(Recorded data)
....

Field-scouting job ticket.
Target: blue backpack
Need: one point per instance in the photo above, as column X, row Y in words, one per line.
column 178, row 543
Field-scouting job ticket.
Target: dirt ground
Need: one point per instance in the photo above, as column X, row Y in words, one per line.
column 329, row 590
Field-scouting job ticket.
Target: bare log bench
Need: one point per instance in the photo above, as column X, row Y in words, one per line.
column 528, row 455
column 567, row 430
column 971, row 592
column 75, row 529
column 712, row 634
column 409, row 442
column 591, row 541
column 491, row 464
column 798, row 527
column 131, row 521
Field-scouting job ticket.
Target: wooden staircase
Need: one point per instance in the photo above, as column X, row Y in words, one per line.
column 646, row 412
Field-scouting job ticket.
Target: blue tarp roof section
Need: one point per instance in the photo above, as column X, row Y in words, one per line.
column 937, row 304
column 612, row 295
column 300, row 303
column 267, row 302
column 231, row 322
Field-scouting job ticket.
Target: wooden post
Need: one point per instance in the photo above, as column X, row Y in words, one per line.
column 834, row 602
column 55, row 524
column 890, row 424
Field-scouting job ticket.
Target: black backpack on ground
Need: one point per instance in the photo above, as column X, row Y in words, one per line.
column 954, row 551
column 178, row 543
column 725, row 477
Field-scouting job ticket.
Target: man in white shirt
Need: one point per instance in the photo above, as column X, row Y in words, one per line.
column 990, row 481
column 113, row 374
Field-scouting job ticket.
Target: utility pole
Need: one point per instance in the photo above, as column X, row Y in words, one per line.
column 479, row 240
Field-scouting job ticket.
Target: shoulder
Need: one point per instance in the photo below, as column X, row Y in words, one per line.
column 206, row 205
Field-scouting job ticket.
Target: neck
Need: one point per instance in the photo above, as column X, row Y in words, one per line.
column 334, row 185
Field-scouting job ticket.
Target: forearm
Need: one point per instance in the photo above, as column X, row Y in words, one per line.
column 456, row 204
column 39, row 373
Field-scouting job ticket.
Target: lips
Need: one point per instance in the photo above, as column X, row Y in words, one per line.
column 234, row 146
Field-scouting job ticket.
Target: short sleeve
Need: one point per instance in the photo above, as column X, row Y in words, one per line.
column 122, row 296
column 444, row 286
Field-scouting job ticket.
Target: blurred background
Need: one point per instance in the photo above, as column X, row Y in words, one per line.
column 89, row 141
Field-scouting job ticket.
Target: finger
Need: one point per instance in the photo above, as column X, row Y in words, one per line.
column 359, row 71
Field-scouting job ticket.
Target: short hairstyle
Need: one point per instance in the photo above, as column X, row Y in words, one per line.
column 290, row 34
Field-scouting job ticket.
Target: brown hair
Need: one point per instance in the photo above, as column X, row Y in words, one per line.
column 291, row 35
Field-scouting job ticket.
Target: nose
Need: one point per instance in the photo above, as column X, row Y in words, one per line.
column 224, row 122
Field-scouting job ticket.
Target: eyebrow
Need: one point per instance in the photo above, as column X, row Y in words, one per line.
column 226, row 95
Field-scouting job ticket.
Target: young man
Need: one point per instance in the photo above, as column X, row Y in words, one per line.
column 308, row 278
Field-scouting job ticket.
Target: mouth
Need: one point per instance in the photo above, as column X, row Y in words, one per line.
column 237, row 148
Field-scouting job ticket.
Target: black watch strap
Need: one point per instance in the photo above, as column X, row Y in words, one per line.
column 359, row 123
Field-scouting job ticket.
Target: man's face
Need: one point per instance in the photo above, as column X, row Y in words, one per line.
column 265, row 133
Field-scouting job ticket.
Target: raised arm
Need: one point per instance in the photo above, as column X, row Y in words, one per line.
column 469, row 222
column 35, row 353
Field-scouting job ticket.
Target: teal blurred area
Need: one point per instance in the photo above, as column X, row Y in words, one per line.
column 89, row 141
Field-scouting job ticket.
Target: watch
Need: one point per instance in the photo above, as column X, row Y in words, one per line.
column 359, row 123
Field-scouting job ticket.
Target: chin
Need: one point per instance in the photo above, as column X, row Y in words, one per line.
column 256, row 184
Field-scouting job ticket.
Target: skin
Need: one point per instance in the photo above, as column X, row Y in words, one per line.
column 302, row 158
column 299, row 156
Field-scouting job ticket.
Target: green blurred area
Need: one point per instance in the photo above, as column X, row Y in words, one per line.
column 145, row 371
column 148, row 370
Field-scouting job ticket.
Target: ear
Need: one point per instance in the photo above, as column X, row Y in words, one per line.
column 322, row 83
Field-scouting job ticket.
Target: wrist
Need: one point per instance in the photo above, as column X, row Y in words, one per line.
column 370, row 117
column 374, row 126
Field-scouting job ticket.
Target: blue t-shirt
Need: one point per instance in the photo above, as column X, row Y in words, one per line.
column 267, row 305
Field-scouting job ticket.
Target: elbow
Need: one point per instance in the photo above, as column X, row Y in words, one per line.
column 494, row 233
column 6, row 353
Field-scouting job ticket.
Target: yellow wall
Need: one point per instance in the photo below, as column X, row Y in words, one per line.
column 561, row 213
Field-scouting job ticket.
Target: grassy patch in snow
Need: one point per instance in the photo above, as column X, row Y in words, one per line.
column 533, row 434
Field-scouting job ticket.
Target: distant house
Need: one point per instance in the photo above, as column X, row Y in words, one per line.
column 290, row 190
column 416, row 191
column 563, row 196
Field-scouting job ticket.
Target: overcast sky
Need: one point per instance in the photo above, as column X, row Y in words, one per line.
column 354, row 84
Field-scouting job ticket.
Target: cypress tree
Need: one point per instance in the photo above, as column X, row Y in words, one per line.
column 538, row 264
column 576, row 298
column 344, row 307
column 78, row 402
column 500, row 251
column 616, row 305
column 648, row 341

....

(Description of the task) Scan the data above for the string "watch". Copy every line in which it appears.

(Answer section)
Target: black watch strap
Target: watch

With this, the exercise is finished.